> _Text excerpt_
Segment Open
Meditations on mortality
On a recent air trip, the plane lurched, suddenly lost attitude, and shook violently. Many passengers screamed. The pilot told anyone standing to drop to the floor. It was a terrifying moment for everyone, and one I have never experienced before, after almost a half century of air travel.
I felt surprisingly tranquil. None of us knew what might happen next, but everyone on that plane wondered if this was the end. I held my wife’s hand, thinking that if we were to plunge to our deaths I wanted to be connected to her. I thought that if this was my time, so be it. Later my wife told me that she was praying that God would spare her— “I want more time with my new grandchildren” she pleaded. Many others in the plane later shared that they experienced extreme panic. It felt like a moment that we will all face one day—although thankfully it wasn’t that day.
Segment Closed
> _Material provided_
Segment Open
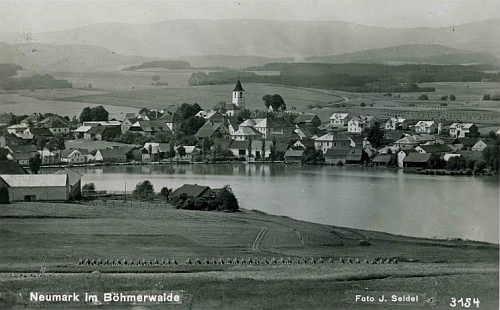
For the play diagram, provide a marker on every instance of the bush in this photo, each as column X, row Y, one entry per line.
column 144, row 189
column 4, row 196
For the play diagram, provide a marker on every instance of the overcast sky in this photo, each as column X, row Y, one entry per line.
column 39, row 16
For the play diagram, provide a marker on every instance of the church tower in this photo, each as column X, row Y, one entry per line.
column 238, row 97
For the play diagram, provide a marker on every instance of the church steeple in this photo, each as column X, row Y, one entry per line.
column 238, row 97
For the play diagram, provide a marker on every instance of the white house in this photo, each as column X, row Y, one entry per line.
column 359, row 123
column 330, row 141
column 72, row 157
column 396, row 123
column 462, row 130
column 339, row 119
column 428, row 127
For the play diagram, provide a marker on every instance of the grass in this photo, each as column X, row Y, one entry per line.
column 208, row 96
column 66, row 233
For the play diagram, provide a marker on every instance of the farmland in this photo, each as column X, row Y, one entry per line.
column 68, row 233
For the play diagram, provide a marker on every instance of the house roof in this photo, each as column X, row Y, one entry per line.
column 171, row 118
column 45, row 132
column 381, row 159
column 22, row 155
column 470, row 154
column 330, row 137
column 354, row 154
column 35, row 180
column 339, row 116
column 257, row 145
column 6, row 118
column 22, row 148
column 294, row 153
column 73, row 176
column 417, row 157
column 238, row 86
column 208, row 130
column 11, row 167
column 247, row 131
column 191, row 190
column 336, row 152
column 249, row 122
column 436, row 148
column 425, row 123
column 67, row 153
column 239, row 145
column 461, row 125
column 304, row 118
column 54, row 121
column 467, row 142
column 112, row 153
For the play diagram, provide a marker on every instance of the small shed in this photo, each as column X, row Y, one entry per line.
column 36, row 187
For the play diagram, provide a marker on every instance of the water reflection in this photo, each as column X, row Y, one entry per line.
column 377, row 199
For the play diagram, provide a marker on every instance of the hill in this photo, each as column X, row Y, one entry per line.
column 264, row 38
column 411, row 53
column 228, row 61
column 38, row 57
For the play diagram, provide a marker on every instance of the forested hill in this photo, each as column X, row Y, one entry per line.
column 411, row 54
column 352, row 77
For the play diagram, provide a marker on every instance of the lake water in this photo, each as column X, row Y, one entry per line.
column 365, row 198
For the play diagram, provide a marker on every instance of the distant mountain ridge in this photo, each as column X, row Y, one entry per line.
column 78, row 58
column 263, row 38
column 411, row 53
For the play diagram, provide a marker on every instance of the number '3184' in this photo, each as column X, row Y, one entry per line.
column 464, row 302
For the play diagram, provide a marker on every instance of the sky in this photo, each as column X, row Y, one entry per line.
column 42, row 15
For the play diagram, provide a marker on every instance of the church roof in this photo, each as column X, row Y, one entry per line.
column 238, row 87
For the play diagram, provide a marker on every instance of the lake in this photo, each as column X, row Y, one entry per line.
column 365, row 198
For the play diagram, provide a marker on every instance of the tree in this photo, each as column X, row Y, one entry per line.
column 491, row 156
column 99, row 114
column 4, row 196
column 436, row 162
column 144, row 189
column 35, row 163
column 226, row 200
column 85, row 115
column 275, row 101
column 273, row 151
column 192, row 125
column 56, row 143
column 311, row 156
column 456, row 163
column 88, row 188
column 263, row 149
column 206, row 144
column 375, row 135
column 187, row 110
column 94, row 114
column 165, row 192
column 181, row 151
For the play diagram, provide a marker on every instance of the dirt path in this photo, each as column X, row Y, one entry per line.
column 258, row 239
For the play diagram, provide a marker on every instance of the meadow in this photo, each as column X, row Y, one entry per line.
column 65, row 234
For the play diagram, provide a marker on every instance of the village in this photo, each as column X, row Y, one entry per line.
column 231, row 133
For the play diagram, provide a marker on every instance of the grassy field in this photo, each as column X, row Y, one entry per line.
column 208, row 96
column 65, row 234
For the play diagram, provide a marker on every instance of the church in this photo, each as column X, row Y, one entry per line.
column 238, row 101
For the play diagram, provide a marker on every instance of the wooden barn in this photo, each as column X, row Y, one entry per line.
column 36, row 187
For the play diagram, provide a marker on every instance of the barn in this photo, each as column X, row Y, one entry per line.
column 36, row 187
Segment Closed
> _Required work_
#1 In the passage on mortality, what did the pilot tell anyone standing to do?
#2 Reproduce the part of the passage on mortality that opens with the words containing "Meditations on mortality" and closes with "wasn’t that day.".
You can set the listing aside; none of it is needed.

> _Exercise answers_
#1 To drop to the floor.

#2
Meditations on mortality
On a recent air trip, the plane lurched, suddenly lost attitude, and shook violently. Many passengers screamed. The pilot told anyone standing to drop to the floor. It was a terrifying moment for everyone, and one I have never experienced before, after almost a half century of air travel.
I felt surprisingly tranquil. None of us knew what might happen next, but everyone on that plane wondered if this was the end. I held my wife’s hand, thinking that if we were to plunge to our deaths I wanted to be connected to her. I thought that if this was my time, so be it. Later my wife told me that she was praying that God would spare her— “I want more time with my new grandchildren” she pleaded. Many others in the plane later shared that they experienced extreme panic. It felt like a moment that we will all face one day—although thankfully it wasn’t that day.